* _LESETEXT_

++++++++++

Fußfesseln für Gewalttäter: Richtig, um Frauenleben zu retten
Justizministerin Stefanie Hubig will elektronische Fußfesseln für gewalttätige Männer einführen. Das ist gut, reicht aber noch nicht.

G erade verhandelt das Landgericht Stendal einen Fall von Partnerschaftsgewalt: Eine junge Frau wurde von ihrem Ex-Partner getötet, obwohl dieser ein Annäherungsverbot gegenüber seiner früheren Freundin hatte. Doch das ignorierte er – und die Statistik ist um einen weiteren Femizid reicher. Was liegt da näher, nicht nur ein Annäherungsverbot auszusprechen, sondern dieses gezielt zu kontrollieren? Mit einer elektronischen Fußfessel, wie sie Justizministerin Stefanie Hubig einführen will?

++++++++++

* _DATENSÄTZE_
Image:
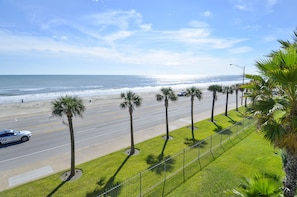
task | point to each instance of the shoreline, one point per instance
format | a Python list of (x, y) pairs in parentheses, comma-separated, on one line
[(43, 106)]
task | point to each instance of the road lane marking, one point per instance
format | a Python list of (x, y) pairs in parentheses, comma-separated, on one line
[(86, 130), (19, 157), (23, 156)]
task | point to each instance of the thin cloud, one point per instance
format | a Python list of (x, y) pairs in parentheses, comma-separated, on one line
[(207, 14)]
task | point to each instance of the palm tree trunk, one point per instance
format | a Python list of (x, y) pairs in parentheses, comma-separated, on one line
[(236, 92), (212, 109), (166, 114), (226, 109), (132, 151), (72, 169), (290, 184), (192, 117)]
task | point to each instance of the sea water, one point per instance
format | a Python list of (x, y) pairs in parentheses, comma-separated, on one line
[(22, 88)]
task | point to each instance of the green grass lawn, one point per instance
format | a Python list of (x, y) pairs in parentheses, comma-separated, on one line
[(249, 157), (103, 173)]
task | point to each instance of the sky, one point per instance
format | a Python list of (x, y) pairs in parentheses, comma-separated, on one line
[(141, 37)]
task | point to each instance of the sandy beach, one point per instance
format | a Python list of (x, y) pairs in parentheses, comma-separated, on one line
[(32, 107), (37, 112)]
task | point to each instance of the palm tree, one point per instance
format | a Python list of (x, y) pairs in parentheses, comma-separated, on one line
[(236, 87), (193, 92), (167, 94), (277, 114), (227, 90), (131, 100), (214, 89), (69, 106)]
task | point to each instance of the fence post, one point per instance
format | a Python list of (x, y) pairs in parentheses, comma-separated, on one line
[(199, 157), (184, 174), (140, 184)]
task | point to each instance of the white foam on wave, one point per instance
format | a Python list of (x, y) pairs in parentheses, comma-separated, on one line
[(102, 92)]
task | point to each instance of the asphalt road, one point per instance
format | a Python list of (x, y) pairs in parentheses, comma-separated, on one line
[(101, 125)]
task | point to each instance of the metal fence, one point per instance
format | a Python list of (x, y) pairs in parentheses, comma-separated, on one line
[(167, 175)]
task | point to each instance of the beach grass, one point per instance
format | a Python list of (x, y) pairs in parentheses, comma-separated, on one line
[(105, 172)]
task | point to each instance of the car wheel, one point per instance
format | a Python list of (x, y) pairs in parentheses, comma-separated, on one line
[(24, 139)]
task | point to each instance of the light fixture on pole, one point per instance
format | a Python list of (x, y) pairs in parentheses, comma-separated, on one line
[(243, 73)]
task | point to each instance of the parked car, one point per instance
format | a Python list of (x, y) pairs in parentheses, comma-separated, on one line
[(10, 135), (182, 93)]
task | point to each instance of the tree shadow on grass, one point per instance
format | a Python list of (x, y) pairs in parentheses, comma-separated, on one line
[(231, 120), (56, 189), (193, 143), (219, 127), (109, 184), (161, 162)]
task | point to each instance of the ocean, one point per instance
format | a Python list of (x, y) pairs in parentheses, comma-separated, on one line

++++++++++

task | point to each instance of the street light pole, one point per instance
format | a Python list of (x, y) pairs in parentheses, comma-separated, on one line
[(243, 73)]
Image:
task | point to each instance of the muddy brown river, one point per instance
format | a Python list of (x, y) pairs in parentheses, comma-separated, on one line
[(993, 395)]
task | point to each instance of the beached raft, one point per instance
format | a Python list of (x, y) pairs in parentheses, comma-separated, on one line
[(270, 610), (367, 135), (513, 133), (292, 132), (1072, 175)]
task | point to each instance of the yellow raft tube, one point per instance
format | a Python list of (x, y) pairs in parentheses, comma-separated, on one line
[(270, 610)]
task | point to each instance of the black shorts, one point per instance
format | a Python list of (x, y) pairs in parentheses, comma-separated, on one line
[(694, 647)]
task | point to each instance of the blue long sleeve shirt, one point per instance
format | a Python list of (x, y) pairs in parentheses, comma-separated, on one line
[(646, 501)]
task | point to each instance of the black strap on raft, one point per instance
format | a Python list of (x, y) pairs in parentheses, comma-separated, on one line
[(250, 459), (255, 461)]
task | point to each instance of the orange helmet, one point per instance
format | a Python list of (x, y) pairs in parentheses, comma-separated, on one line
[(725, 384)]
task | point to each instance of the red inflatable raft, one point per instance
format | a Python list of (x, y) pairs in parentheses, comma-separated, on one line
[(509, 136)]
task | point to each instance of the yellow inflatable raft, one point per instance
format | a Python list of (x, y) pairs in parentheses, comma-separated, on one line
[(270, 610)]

++++++++++

* _AUFGABEN_
[a] Gib die Datensätze von der Zeile mit „task | point to each instance of the metal“ bis zur Zeile mit „[(10, 135), (182, 93)]“ wortgetreu wieder, beide Zeilen eingeschlossen.
[b] Führe den Kommentar über elektronische Fußfesseln für Gewalttäter ab seinem letzten Satz fort.

* _SCHRIFTLICHE ANTWORTEN_
[a]
task | point to each instance of the metal fence, one point per instance
format | a Python list of (x, y) pairs in parentheses, comma-separated, on one line
[(167, 175)]
task | point to each instance of the beach grass, one point per instance
format | a Python list of (x, y) pairs in parentheses, comma-separated, on one line
[(105, 172)]
task | point to each instance of the car wheel, one point per instance
format | a Python list of (x, y) pairs in parentheses, comma-separated, on one line
[(24, 139)]
task | point to each instance of the light fixture on pole, one point per instance
format | a Python list of (x, y) pairs in parentheses, comma-separated, on one line
[(243, 73)]
task | point to each instance of the parked car, one point per instance
format | a Python list of (x, y) pairs in parentheses, comma-separated, on one line
[(10, 135), (182, 93)]

[b]
Das ist richtig. Und wer jetzt mit dem Argument der eingeschränkten Freiheit kommt, der schaue sich häusliche und Partnerschaftsgewalt, die in der Mehrzahl von Männern ausgeht und gegen Frauen gerichtet ist, genau an: Jeden Tag versucht ein Mann, seine (Ex-)Partnerin zu töten – und fast jeden zweiten Tag gelingt das. Nicht wenige dieser Mörder wurden vorher vom Gericht oder von der Polizei mit einem Annäherungsverbot belegt – das sie bewusst ignorierten.
Wenn sie mit einer Fußfessel besser kontrollierbar sind, weil sowohl die Bedrohte als auch die Polizei über einen GPS-Tracker über Annäherungsversuche informiert werden, ist das ein Schutz, der tatsächlich Frauenleben retten kann. Das ist jedenfalls eine Erfahrung in Spanien, wo seit 2009 Gewalttätern Fußfesseln angelegt werden und kein Gewaltopfer mehr getötet wurde.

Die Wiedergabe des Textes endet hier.